BEGIN

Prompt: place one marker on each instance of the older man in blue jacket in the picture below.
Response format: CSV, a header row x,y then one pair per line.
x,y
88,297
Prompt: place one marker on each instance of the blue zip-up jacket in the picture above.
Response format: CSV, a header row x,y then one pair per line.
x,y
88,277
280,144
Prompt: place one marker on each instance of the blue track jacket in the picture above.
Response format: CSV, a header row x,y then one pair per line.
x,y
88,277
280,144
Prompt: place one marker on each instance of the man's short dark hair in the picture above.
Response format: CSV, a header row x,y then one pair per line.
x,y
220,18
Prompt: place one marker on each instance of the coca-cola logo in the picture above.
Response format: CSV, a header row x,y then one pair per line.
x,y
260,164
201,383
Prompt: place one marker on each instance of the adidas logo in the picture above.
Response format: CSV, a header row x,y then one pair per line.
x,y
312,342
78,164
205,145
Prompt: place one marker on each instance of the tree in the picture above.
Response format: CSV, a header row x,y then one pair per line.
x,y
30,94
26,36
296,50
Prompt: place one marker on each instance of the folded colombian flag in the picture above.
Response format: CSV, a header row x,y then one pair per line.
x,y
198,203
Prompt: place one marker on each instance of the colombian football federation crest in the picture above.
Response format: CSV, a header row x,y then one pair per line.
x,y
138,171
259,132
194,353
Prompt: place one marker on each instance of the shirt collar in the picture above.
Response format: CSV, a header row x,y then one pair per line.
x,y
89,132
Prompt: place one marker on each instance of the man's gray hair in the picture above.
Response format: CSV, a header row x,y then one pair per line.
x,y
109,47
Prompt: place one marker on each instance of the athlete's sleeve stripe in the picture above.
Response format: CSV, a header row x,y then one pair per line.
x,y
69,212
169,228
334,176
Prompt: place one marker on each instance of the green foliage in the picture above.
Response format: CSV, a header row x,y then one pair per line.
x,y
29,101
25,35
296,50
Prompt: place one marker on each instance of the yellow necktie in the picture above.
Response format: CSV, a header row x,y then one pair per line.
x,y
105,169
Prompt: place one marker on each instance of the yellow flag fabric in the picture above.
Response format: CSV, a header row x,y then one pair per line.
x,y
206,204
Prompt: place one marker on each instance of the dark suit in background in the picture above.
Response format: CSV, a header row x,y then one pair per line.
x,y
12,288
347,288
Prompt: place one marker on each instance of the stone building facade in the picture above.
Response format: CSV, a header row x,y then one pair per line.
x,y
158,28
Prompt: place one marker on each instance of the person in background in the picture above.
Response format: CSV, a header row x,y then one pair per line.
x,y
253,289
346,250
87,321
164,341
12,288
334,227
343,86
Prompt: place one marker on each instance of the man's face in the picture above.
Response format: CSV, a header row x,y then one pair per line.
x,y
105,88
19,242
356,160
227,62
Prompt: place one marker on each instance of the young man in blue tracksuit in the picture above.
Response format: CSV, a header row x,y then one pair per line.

END

▶ **WORK REQUIRED**
Your task is to retype the whole listing, keeping every word exactly as it is.

▶ **RESPONSE**
Prompt: place one marker on each instance of the older man in blue jacket in the picture below.
Response format: CSV, a header row x,y then one pair per line.
x,y
88,297
Prompt: place one marker on each instance of the blue zip-up jacket in the picture above.
Response format: CSV, a header row x,y then one pair per line.
x,y
88,277
280,144
Prompt: place one marker on each instance of the blue track jacket in the picture above.
Response format: CSV, a header row x,y then one pair per line.
x,y
88,277
280,144
Prompt: place one marker on each instance of the man's short dark hair in the picture above.
Response format: CSV, a header row x,y then one pair per line.
x,y
220,18
Prompt: place one marker on each instance of the coca-cola logo in the picture above.
Response format: CSV, a header row x,y then one pair per line.
x,y
260,164
201,383
Prompt: place one marker on each instance of the adidas logo in the picture above.
Response format: CSV, a header row x,y then one pair per line.
x,y
312,342
78,164
205,145
Prompt: place one marker on each instance of the tree in the picture above.
Response format: CSV, a header row x,y then one pair per line.
x,y
30,94
26,36
296,50
Prompt: place one marker on each instance of the folded colombian flag in the picture above.
Response format: CSV, a header row x,y then one pair per line.
x,y
198,203
Prompt: place one marker on each instance of the colombian football federation crest in the picture above.
Response format: CSV, a header row x,y then one pair per line.
x,y
138,171
259,132
194,353
Prompt: place one marker on each instance of the shirt collar in the picture above.
Response format: CSV, a header row x,y then one pair per line.
x,y
89,132
Prompt: place one marker on each instance of the man's gray hair in the picture above.
Response format: CSV, a header row x,y then one pair per line.
x,y
109,47
Prompt: place one marker on each instance of the athlete's sleeve stripe in the picture above.
Response format: CSV, a header row x,y then one pair per line.
x,y
69,212
169,228
334,176
Prompt: place one marker on each instance of the green foliage in the picture above.
Response format: CSV, a header row x,y then one pair per line.
x,y
29,101
25,35
296,50
Prompt: place one marker on each instance of the yellow necktie in the picture above.
Response format: CSV, a header row x,y then one pair per line.
x,y
105,169
Prompt: place one marker on each instance of the yellow flag fabric in the picture above.
Response format: CSV, a header row x,y then one pair per line.
x,y
206,204
Prompt: place one marker on each instance of the dark suit in background in the picture above.
Response format: CSV, a header row x,y then one pair per line.
x,y
12,288
347,288
Prompt: place one marker on each instance of the stone building facade in the picture above.
Response format: CSV, a header row x,y then one pair per line.
x,y
158,28
Prompt: place one marker on each instance of the person in background in the picture above.
Response format: CSV, a header row x,y then one pair per line.
x,y
253,289
346,250
87,321
164,341
12,288
334,227
343,86
Prompt: place one marker on each instance of the man's face in the picture above.
Response format: CSV, a header row x,y then one pair per line.
x,y
105,88
19,242
356,160
227,62
Prompt: place one marker on each instance of the young man in blue tracksuit in the picture above.
Response format: CSV, a header row x,y then one pair per line.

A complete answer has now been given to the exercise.